-- Aim of the exercise --
Write each entry out again exactly, with nothing omitted.

■ ■ ■ ■

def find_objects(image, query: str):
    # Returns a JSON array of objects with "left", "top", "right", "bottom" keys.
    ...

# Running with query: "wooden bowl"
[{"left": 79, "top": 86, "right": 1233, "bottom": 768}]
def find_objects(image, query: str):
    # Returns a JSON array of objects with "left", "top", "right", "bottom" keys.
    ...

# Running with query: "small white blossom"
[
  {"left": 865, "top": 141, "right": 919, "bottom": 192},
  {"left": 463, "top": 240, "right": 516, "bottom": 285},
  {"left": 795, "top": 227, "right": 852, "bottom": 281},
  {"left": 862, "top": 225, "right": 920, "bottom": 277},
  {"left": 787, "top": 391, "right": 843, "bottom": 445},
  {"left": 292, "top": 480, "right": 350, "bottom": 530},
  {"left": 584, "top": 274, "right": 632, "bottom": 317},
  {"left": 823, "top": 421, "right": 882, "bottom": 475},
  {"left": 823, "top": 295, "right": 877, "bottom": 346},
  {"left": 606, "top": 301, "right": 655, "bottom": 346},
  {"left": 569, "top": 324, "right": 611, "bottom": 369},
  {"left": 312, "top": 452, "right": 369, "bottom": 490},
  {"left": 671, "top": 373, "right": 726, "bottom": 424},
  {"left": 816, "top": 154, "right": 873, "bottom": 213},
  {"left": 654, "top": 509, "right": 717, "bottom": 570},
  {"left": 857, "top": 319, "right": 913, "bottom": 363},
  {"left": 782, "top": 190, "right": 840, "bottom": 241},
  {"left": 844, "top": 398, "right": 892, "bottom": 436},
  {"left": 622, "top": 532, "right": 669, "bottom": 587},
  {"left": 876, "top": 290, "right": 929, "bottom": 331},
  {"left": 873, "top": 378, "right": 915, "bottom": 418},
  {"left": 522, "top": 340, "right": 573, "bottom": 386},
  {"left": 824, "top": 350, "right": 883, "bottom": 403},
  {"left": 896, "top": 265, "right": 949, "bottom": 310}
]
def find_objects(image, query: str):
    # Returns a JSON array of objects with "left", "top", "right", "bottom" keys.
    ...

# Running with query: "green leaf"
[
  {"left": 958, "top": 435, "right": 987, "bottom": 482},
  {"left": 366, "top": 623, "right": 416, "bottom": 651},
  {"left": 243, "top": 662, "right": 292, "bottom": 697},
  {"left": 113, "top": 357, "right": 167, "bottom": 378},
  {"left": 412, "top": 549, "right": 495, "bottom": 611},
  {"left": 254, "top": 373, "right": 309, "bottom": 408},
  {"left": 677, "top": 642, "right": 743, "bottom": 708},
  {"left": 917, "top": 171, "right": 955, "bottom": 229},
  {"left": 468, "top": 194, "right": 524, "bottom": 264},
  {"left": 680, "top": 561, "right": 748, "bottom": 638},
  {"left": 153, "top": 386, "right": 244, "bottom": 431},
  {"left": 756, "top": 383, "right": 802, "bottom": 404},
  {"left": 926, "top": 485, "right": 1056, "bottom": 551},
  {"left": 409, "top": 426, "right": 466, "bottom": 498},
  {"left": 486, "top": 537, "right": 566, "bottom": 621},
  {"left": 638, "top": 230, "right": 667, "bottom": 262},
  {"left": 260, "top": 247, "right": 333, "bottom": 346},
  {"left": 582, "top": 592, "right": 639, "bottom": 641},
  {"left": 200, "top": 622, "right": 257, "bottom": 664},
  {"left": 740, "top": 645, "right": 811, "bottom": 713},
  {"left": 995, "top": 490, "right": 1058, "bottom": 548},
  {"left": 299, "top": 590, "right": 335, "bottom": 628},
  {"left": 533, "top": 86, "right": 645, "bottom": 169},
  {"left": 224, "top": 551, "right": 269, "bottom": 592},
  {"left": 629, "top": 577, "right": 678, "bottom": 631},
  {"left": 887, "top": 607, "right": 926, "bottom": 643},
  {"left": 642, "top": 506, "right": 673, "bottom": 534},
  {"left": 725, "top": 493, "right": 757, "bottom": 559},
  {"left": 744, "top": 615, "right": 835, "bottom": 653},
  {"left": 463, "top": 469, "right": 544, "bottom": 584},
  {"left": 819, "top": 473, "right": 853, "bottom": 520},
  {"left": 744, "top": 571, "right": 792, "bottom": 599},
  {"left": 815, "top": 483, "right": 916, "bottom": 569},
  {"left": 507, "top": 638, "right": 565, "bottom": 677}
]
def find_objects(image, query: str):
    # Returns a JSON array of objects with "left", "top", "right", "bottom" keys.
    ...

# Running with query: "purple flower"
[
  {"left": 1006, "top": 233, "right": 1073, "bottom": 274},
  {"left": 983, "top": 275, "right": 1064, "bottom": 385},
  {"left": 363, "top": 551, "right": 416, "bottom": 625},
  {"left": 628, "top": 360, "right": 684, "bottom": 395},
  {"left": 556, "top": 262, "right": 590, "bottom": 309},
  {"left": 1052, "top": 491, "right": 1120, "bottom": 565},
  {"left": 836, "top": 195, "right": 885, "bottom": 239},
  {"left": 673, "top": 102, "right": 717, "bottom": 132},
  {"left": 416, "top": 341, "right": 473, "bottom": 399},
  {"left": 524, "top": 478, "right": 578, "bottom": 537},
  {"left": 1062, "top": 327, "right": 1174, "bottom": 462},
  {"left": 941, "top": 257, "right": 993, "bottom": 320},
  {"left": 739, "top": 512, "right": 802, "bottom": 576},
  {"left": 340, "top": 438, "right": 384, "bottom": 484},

■ ■ ■ ■

-- Response area --
def find_objects(image, query: str):
    # Returns a JSON array of objects with "left", "top", "right", "bottom" keys.
    ...

# Running with query: "wooden bowl"
[{"left": 79, "top": 86, "right": 1233, "bottom": 768}]
def find_objects(image, query: str):
    # Returns a JSON array of objects with "left", "top", "right", "bottom" keys.
    ...

# Running with query: "small white blossom"
[
  {"left": 865, "top": 141, "right": 919, "bottom": 192},
  {"left": 463, "top": 240, "right": 516, "bottom": 285},
  {"left": 795, "top": 227, "right": 852, "bottom": 281},
  {"left": 862, "top": 225, "right": 920, "bottom": 277},
  {"left": 787, "top": 391, "right": 843, "bottom": 445},
  {"left": 292, "top": 480, "right": 350, "bottom": 530},
  {"left": 584, "top": 274, "right": 632, "bottom": 317},
  {"left": 823, "top": 421, "right": 882, "bottom": 475},
  {"left": 823, "top": 295, "right": 877, "bottom": 346},
  {"left": 606, "top": 301, "right": 655, "bottom": 346},
  {"left": 569, "top": 324, "right": 611, "bottom": 369},
  {"left": 312, "top": 452, "right": 369, "bottom": 490},
  {"left": 671, "top": 373, "right": 726, "bottom": 424},
  {"left": 816, "top": 154, "right": 873, "bottom": 213},
  {"left": 654, "top": 509, "right": 717, "bottom": 570},
  {"left": 857, "top": 319, "right": 913, "bottom": 363},
  {"left": 782, "top": 190, "right": 840, "bottom": 241},
  {"left": 844, "top": 398, "right": 892, "bottom": 436},
  {"left": 622, "top": 532, "right": 669, "bottom": 587},
  {"left": 876, "top": 290, "right": 929, "bottom": 331},
  {"left": 873, "top": 378, "right": 915, "bottom": 418},
  {"left": 522, "top": 340, "right": 573, "bottom": 386},
  {"left": 824, "top": 350, "right": 883, "bottom": 403},
  {"left": 896, "top": 265, "right": 949, "bottom": 310}
]
def find_objects(image, query: str):
    # Returns a JSON array of objects with "left", "top", "right", "bottom" keys.
    ...

# Running with query: "green leaf"
[
  {"left": 958, "top": 435, "right": 987, "bottom": 482},
  {"left": 366, "top": 623, "right": 416, "bottom": 651},
  {"left": 243, "top": 662, "right": 292, "bottom": 697},
  {"left": 113, "top": 357, "right": 167, "bottom": 378},
  {"left": 412, "top": 549, "right": 495, "bottom": 611},
  {"left": 254, "top": 373, "right": 309, "bottom": 408},
  {"left": 677, "top": 642, "right": 743, "bottom": 708},
  {"left": 917, "top": 171, "right": 955, "bottom": 229},
  {"left": 468, "top": 194, "right": 524, "bottom": 264},
  {"left": 680, "top": 561, "right": 748, "bottom": 638},
  {"left": 153, "top": 386, "right": 244, "bottom": 431},
  {"left": 756, "top": 383, "right": 802, "bottom": 404},
  {"left": 926, "top": 485, "right": 1056, "bottom": 551},
  {"left": 409, "top": 426, "right": 466, "bottom": 498},
  {"left": 486, "top": 537, "right": 566, "bottom": 621},
  {"left": 638, "top": 230, "right": 667, "bottom": 262},
  {"left": 260, "top": 247, "right": 333, "bottom": 346},
  {"left": 582, "top": 592, "right": 639, "bottom": 641},
  {"left": 200, "top": 622, "right": 257, "bottom": 664},
  {"left": 740, "top": 645, "right": 811, "bottom": 713},
  {"left": 995, "top": 490, "right": 1058, "bottom": 548},
  {"left": 299, "top": 590, "right": 335, "bottom": 628},
  {"left": 533, "top": 86, "right": 645, "bottom": 169},
  {"left": 224, "top": 551, "right": 269, "bottom": 592},
  {"left": 629, "top": 577, "right": 678, "bottom": 631},
  {"left": 887, "top": 607, "right": 926, "bottom": 643},
  {"left": 642, "top": 506, "right": 673, "bottom": 534},
  {"left": 725, "top": 493, "right": 757, "bottom": 559},
  {"left": 744, "top": 615, "right": 835, "bottom": 653},
  {"left": 463, "top": 469, "right": 544, "bottom": 584},
  {"left": 819, "top": 473, "right": 853, "bottom": 520},
  {"left": 744, "top": 571, "right": 792, "bottom": 599},
  {"left": 815, "top": 483, "right": 916, "bottom": 569},
  {"left": 507, "top": 638, "right": 565, "bottom": 677}
]
def find_objects(image, query: str):
    # Returns a JSON array of objects with "left", "top", "right", "bottom" keys.
    ...

# Running with query: "purple flower"
[
  {"left": 1006, "top": 233, "right": 1073, "bottom": 274},
  {"left": 983, "top": 275, "right": 1064, "bottom": 385},
  {"left": 363, "top": 551, "right": 416, "bottom": 625},
  {"left": 628, "top": 360, "right": 684, "bottom": 395},
  {"left": 556, "top": 262, "right": 590, "bottom": 309},
  {"left": 1052, "top": 491, "right": 1120, "bottom": 565},
  {"left": 836, "top": 195, "right": 885, "bottom": 239},
  {"left": 673, "top": 102, "right": 717, "bottom": 132},
  {"left": 416, "top": 341, "right": 473, "bottom": 399},
  {"left": 524, "top": 478, "right": 578, "bottom": 537},
  {"left": 1062, "top": 327, "right": 1174, "bottom": 462},
  {"left": 941, "top": 257, "right": 993, "bottom": 320},
  {"left": 739, "top": 512, "right": 802, "bottom": 576},
  {"left": 340, "top": 438, "right": 384, "bottom": 484},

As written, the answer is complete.